* _Problem 1_
Translate this sentence from the Seagate SSD announcement into Spanish: "The 60TB SSD is currently the largest SSD to be demonstrated."

* _Supplied passage_

Seagate announces 60TB SAS SSD

Today at the Flash Memory Summit in Santa Clara, California Seagate Technology made two big announcements: they announced a 60TB Serial Attached SCSI (SAS) solid-state-drive (SSD) and a new 8TB Nytro XP7200 NVMe SSD. The 60TB SSD is currently the largest SSD to be demonstrated. These latest announcements round out Seagate’s enterprise portfolio of drives with these new innovative options in SSDs.
 
Data continues to grow with no end in site. While data centers too are growing at a fast rate, and becoming larger and larger, most companies prefer a way to increase density versus building new data centers. The new 60TB SAS SSD from Seagate aims to address these issues with a capacity that is four times larger than the next highest-capacity SSD currently available. 60TB is enough capacity to store 400 million photos on a typical social media platform, or 12,000 DVD movies. The drive comes in 3.5” form factor, taking up the same space as a current HDD.
 
To help keep the cost per gigabyte lower, the new 60TB SAS SSD uses single controller architecture. The new drive also accommodates both hot and cold data helping simplify the setup of different types of storage for different types of data. In other words, hot and cold data can be stored on the same drive in the same server with no need to add additional management steps. Seagate goes on to state that the new drive’s flexible architecture provides a pathway for data centers to continue to grow from the current capacity of 60TB to 100TB or more in the future.
 
While storing massive data is an issue companies are struggling with, it is one of many. Another big issue is having storage that has the performance that is required by some applications. Seagate’s answer to this is its new 8TB Nytro XP7200 NVMe SSD. The new drive is designed to tackle the requirements of high performance computing, scale-out databases and big data analytics, such as scientific research and weather modeling. First feature back in March as the world’s fastest SSD, The XP7200 uses a single PCIe interface for high-speed data transfers and four separate controllers. Seagate claims that this enables the drive to have four times the processing power of comparable drives without the higher cost, power levels, and latency required from a PCIe switch or bridge. They go on to state that this new technology can easily integrate into all-flash arrays.
 
The 8TB Nytro XP7200 NVMe SSD is expected to be available in the fourth quarter of this year. The 60TB SAS SSD is expected for release sometime next year.

* _Information provided_
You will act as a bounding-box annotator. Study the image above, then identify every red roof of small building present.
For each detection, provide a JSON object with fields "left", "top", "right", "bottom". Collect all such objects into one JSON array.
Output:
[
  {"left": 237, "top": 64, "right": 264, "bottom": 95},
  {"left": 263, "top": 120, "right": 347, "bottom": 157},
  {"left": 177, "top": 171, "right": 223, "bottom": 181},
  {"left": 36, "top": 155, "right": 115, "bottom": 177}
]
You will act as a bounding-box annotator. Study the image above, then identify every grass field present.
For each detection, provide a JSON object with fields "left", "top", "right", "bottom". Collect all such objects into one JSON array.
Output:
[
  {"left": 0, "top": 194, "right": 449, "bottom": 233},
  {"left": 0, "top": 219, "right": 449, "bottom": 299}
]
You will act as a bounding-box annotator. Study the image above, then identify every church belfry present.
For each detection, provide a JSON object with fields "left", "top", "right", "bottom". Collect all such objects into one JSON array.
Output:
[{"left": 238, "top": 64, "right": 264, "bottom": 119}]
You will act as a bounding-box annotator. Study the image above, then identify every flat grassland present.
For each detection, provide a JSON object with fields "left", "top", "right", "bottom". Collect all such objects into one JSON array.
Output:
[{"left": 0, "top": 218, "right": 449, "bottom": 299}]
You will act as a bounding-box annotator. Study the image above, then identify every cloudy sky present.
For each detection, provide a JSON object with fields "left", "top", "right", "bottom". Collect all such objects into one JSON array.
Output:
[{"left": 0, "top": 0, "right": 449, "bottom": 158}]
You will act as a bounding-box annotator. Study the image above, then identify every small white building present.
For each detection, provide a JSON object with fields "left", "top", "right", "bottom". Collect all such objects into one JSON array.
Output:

* _Problem 2_
Reproduce the records verbatim, from the line containing "white building present." up to and including the last line of the records.

* _Output 1_
El SSD de 60TB es actualmente el SSD más grande que se ha demostrado.

* _Output 2_
You will act as a bounding-box annotator. Study the image above, then identify every small white building present.
For each detection, provide a JSON object with fields "left", "top", "right", "bottom". Collect all such objects into one JSON array.
Output:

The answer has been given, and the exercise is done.